# STATED EXERCISE
Output every line below without omitting or altering anything.

# EXERCISE MATERIALS
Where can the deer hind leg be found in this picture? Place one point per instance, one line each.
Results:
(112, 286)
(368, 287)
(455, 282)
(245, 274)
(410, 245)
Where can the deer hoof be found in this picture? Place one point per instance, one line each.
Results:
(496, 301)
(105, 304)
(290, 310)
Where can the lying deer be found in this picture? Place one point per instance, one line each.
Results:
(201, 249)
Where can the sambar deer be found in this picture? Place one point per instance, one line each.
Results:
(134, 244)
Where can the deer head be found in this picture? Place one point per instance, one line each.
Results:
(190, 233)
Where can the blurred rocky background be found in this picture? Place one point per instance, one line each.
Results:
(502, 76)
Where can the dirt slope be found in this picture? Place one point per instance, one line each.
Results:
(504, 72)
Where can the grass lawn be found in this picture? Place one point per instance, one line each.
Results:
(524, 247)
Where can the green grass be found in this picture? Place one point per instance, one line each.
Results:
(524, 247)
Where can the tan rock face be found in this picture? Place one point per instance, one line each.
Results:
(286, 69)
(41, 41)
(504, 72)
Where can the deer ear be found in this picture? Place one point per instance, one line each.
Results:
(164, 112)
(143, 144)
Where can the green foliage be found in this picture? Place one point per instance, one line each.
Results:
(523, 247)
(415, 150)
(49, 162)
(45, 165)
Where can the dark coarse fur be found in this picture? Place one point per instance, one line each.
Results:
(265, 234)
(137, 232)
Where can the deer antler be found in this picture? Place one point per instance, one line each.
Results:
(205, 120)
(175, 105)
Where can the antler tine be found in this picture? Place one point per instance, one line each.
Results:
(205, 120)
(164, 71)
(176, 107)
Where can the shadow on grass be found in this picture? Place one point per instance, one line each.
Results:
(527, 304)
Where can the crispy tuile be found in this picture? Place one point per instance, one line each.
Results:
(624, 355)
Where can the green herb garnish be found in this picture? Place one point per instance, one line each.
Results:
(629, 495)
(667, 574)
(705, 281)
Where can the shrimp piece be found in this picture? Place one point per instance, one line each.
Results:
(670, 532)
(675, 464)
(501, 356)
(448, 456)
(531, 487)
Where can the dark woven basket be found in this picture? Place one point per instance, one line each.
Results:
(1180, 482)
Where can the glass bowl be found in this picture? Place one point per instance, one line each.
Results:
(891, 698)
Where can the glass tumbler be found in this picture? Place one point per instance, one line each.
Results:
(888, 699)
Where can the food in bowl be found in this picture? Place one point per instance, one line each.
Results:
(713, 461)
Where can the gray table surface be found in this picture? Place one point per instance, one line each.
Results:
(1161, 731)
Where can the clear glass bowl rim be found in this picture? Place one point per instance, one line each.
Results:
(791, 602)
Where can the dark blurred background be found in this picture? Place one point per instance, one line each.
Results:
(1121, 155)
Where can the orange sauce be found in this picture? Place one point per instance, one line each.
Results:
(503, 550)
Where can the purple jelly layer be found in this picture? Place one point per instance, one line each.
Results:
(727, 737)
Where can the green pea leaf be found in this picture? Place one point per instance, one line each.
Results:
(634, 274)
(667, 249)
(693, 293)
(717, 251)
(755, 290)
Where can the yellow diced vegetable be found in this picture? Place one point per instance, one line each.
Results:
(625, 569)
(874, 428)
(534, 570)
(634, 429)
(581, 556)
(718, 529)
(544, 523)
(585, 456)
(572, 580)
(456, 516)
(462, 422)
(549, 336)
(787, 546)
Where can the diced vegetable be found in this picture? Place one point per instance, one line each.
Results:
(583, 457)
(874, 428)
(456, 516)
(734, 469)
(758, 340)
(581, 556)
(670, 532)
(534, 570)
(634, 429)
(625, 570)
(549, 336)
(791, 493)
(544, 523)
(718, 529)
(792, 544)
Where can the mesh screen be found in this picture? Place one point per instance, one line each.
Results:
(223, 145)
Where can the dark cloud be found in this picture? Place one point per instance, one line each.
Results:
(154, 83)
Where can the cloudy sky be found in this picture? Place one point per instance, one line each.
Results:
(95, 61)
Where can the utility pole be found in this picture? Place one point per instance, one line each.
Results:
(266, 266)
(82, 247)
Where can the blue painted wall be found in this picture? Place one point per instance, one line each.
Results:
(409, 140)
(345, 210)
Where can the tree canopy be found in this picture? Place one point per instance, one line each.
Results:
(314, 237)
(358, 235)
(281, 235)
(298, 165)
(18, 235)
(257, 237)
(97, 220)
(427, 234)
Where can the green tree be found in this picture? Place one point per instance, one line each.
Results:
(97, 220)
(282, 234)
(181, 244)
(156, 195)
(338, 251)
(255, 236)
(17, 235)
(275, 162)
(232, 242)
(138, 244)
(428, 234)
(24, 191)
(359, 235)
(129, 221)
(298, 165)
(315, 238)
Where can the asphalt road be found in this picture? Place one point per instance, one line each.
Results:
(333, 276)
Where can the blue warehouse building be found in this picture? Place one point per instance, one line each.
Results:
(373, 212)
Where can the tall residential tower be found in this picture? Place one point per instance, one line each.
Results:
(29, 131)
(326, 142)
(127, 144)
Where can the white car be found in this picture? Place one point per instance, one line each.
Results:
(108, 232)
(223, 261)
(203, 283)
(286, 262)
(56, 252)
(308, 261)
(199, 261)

# TASK ANSWER
Where can the deer hind leg be found in this picture? Place one point per instance, one line each.
Results:
(112, 286)
(368, 287)
(455, 282)
(245, 274)
(410, 245)
Where can the deer hoof be found in this picture? Place one point per instance, one line each.
Results:
(496, 301)
(105, 304)
(290, 310)
Where can the lying deer be found in this picture? Place one point per instance, one line each.
Results:
(201, 249)
Where can the sambar deer be found in this picture? Place one point per instance, one line each.
Results:
(134, 244)
Where can the deer head be found in this picture? Place one point per instance, one line each.
Results:
(190, 233)
Where can the blurred rocky background be found in this picture? Place one point per instance, one line each.
Results:
(502, 76)
Where can the dirt slope be found in this picture? Place one point per instance, one line each.
Results:
(504, 72)
Where can the grass lawn be found in this picture? Place one point per instance, one line each.
Results:
(524, 247)
Where can the green grass be found in this picture? Place one point per instance, one line each.
Results:
(524, 247)
Where can the tan rock face be found in this picture? Place one point per instance, one line each.
Results:
(286, 69)
(41, 41)
(504, 72)
Where can the deer ear be found in this picture? Place one point per instance, one line each.
Results:
(164, 112)
(143, 144)
Where can the green foliage be found in this picture? Place one point per instance, one line each.
Results:
(523, 247)
(415, 150)
(49, 162)
(45, 165)
Where can the dark coarse fur be found in this picture? Place one point per instance, one line each.
Results:
(265, 234)
(137, 232)
Where can the deer antler be found in this picture? Place one point per instance, one line each.
Results:
(205, 120)
(175, 105)
Where can the antler tine be found in this picture? Place one point per instance, one line each.
Results:
(205, 120)
(164, 71)
(176, 107)
Where can the shadow on grass be found in this picture? Place one point per instance, one line each.
Results:
(527, 304)
Where can the crispy tuile be found in this picture? Place one point per instance, one line each.
Results:
(624, 355)
Where can the green herb garnish be found in this picture? Place one point per instance, one line each.
Results:
(629, 495)
(667, 574)
(705, 281)
Where can the shrimp piece be found in this picture? Place one point per instance, one line each.
Results:
(670, 532)
(675, 464)
(501, 356)
(448, 456)
(531, 487)
Where can the dark woven basket be found in this picture? Place one point per instance, one line each.
Results:
(1180, 482)
Where can the glass bowl be found in this picture? Place one point per instance, one line each.
Results:
(891, 698)
Where can the glass tumbler be found in this picture? Place one point per instance, one line each.
Results:
(888, 699)
Where can the food in bowl be found in this picture? Place one point per instance, one line each.
Results:
(713, 461)
Where can the gray table surface be found in this picture? Place one point per instance, one line each.
Results:
(1161, 731)
Where can the clear glass bowl rim be found in this picture? Place one point per instance, one line each.
Results:
(791, 602)
Where can the dark blurred background be found in this picture? Place one point per instance, one line each.
Results:
(1121, 155)
Where can the orange sauce be found in this picture? Place one point per instance, one line each.
Results:
(503, 550)
Where can the purple jelly layer be found in this picture? Place one point per instance, one line each.
Results:
(727, 737)
Where can the green pea leaf be found in this picture? Place one point per instance, one line each.
Results:
(634, 274)
(667, 249)
(693, 293)
(717, 251)
(755, 290)
Where can the yellow diced vegetable be found in this picture? Place one point per instance, one line each.
Results:
(625, 569)
(874, 428)
(534, 570)
(634, 429)
(581, 556)
(718, 529)
(544, 523)
(585, 456)
(572, 580)
(456, 516)
(462, 422)
(549, 336)
(787, 546)
Where can the diced vegetable be found in this picture? Place one point per instance, one line each.
Results:
(583, 457)
(874, 428)
(456, 516)
(734, 469)
(758, 340)
(581, 556)
(670, 532)
(534, 570)
(634, 429)
(625, 570)
(549, 336)
(791, 493)
(544, 523)
(718, 529)
(792, 544)
Where can the mesh screen be found in this picture? Place one point per instance, one line each.
Results:
(223, 145)
Where can the dark cloud be found in this picture? Place one point per instance, one line each.
Results:
(154, 83)
Where can the cloudy sky be found in this picture? Place one point per instance, one line each.
Results:
(95, 61)
Where can the utility pole be found in this picture? Place one point per instance, one line each.
Results:
(266, 266)
(82, 247)
Where can the blue painted wall be found in this picture? Place one point per instance, one line each.
Results:
(409, 140)
(345, 210)
Where can the tree canopy be found in this picture? Place one point per instance, one line each.
Results:
(314, 237)
(358, 235)
(281, 235)
(298, 165)
(18, 235)
(257, 237)
(97, 220)
(427, 234)
Where can the green tree be found in this picture? Place one point per instance, one line each.
Results:
(97, 220)
(282, 234)
(181, 244)
(156, 195)
(338, 251)
(255, 236)
(17, 235)
(275, 162)
(232, 242)
(138, 244)
(428, 234)
(24, 191)
(359, 235)
(129, 221)
(298, 165)
(315, 238)
Where can the asphalt road be found in this picture? Place one point per instance, one line each.
Results:
(333, 276)
Where can the blue warehouse building be found in this picture? Place one point per instance, one line each.
Results:
(373, 212)
Where can the tall residential tower be found in this picture? Place one point per instance, one line each.
Results:
(29, 131)
(326, 142)
(127, 144)
Where can the white car be found in this picture? Place one point per instance, one line each.
Results:
(108, 232)
(223, 261)
(203, 283)
(286, 262)
(56, 252)
(308, 261)
(199, 261)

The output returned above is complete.